§ **Explore the material**
1 > In the methods text, at what wavelength was absorbance recorded in the xylanase activity assay?
2 > Restate the passage of the methods text that begins at the words "Enzymatic activity assay." and stops after "Bailey et al.43.", renaming "birchwood xylan" to "oat spelt xylan".

§ **Text section**
Enzymatic activity assay. Xylanase activity was measured based on Bailey, et al.43. Briefy, birchwood xylan solution (900 μL, 1%) as the substrate was added to the xylanase sample and incubated at 50 °C for 30 min. 1.5 mL DNS reagent was added and boiled for 5 min in a water bath to stop the reaction. Afterward, the absorbance intensity at 540 nm was recorded. The calibration standard graph for different concentrations of xylose (0–1 mg) was obtained. One unit of xylanase activity was equal to the amount of enzyme that liberated 1.0 μmol of xylose product per minute under the specified conditions of the assay method as described by Bailey et al.43.
Temperature and pH stability of xylanase. The thermal stability of free xylanase, xylanase@Lys-zeolite, and Zeozyme NPs was assayed after incubating samples separately in a water bath for 60 min at different temperatures (from 30 to 90 °C in phosphate buffer, 10 mM, and pH 7.0). The effects of pH changes on the enzymatic activity of xylanase were measured and the results were compared for all of the enzyme samples (free xylanase, xylanase@Lys-zeolite, and Zeozyme NPs). The phosphate/acetate buffer was used at 10 mM for different pH values. The xylanase@Lys-zeolite and Zeozyme NPs samples were incubated at the specific temperature or pH, then the samples were centrifuged (at 6000 rpm, 5 min) and the pellet re-suspended in phosphate buffer, (10 mM, and pH 7.0). For free xylanase sample, the pH of buffer was just adjusted to phosphate buffer (pH 7.0). Then all the samples were assayed for evaluating the efficiency of immobilization or encapsulation.
Pepsin and trypsin resistance. The proteases resistance of enzyme samples (free xylanase, xylanase@Lyszeolite, and Zeozyme NPs) was evaluated by incubating amount of 40 µg of each sample with various proteases (1:1, 1:5, 1:10, 1:20, and 1:40) at 41 °C for 2 h, and then their xylanase activities were assayed. The examined proteases were pepsin in a glycine–HCl buffer (0.25 M, pH 2.0) or trypsin in a Tris–HCl buffer (0.25 M, pH 7.0)44.
pH‑responsive release assay. The assessment of pH-controlled release of xylanase from xylanase@ Lys-zeolite and Zeozyme NPs was performed using the corresponded stimulated standard bufers. The buffer acetate/phosphate was prepared by mixing H3PO4 (0.05 M) and CH3COOH (0.05 M) in a ratio of 1:1 (v/v). For designing a model of pH ranges in different parts of GI tract (from 1.6 to 7.1) the prepared buffer was titrated with NaOH (8 M). At the initial point of the experiment, the xylanase amounts of the used samples are the same. The first experiment was done in pH 5.2 and retention time of 12 min as the same as the pH and retention time of feed within the crop. And then, the experiment followed by pH 1.1 to 7.1 by titration with NaOH (8 M). Briefly, xylanase@Lys-zeolite (3 mg) or Zeozyme NPs (10 mg) which possess the same concentration of xylanase (5 mg mL−1) were added to a solution (5 mL, pH 5.2) of H3PO4:CH3COOH buffer and put in an incubator shaker for a definite time at 41 °C at 100 rpm for 12 min. Then, the samples were evaluated in the prepared simulated GI medium.

(Stored records)
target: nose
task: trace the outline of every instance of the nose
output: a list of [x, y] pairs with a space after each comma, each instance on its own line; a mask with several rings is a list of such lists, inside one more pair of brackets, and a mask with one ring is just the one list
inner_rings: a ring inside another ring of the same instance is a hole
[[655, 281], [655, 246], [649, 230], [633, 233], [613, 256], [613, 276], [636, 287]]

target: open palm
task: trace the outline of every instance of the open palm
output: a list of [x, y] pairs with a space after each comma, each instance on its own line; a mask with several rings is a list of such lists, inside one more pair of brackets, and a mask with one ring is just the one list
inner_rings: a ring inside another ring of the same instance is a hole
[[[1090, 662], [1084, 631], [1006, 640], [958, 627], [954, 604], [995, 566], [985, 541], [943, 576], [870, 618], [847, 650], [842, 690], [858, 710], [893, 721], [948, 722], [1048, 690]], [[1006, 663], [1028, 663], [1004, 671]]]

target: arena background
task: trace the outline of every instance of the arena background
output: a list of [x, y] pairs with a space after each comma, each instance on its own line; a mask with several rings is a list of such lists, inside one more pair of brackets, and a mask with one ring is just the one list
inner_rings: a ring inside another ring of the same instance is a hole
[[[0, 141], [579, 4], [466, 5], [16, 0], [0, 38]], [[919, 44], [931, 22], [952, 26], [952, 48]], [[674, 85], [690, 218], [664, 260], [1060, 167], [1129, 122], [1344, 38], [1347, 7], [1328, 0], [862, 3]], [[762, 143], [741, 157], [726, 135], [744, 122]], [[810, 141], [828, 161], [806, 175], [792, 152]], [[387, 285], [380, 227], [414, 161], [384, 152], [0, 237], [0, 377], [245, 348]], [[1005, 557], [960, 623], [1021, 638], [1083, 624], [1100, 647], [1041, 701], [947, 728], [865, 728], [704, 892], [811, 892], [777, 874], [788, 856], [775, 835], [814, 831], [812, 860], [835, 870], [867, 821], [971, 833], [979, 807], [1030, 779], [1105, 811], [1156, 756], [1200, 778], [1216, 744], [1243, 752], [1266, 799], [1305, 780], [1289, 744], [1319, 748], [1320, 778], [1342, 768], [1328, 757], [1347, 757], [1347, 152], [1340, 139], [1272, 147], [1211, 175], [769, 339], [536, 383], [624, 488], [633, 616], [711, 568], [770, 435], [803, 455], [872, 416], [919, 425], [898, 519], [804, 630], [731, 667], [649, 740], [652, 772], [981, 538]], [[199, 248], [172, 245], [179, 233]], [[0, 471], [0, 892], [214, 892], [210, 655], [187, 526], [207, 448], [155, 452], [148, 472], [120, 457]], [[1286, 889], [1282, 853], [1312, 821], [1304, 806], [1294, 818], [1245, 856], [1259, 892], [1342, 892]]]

§ **Solutions to each task**
1 > 540 nm

2 >
Enzymatic activity assay. Xylanase activity was measured based on Bailey, et al.43. Briefy, oat spelt xylan solution (900 μL, 1%) as the substrate was added to the xylanase sample and incubated at 50 °C for 30 min. 1.5 mL DNS reagent was added and boiled for 5 min in a water bath to stop the reaction. Afterward, the absorbance intensity at 540 nm was recorded. The calibration standard graph for different concentrations of xylose (0–1 mg) was obtained. One unit of xylanase activity was equal to the amount of enzyme that liberated 1.0 μmol of xylose product per minute under the specified conditions of the assay method as described by Bailey et al.43.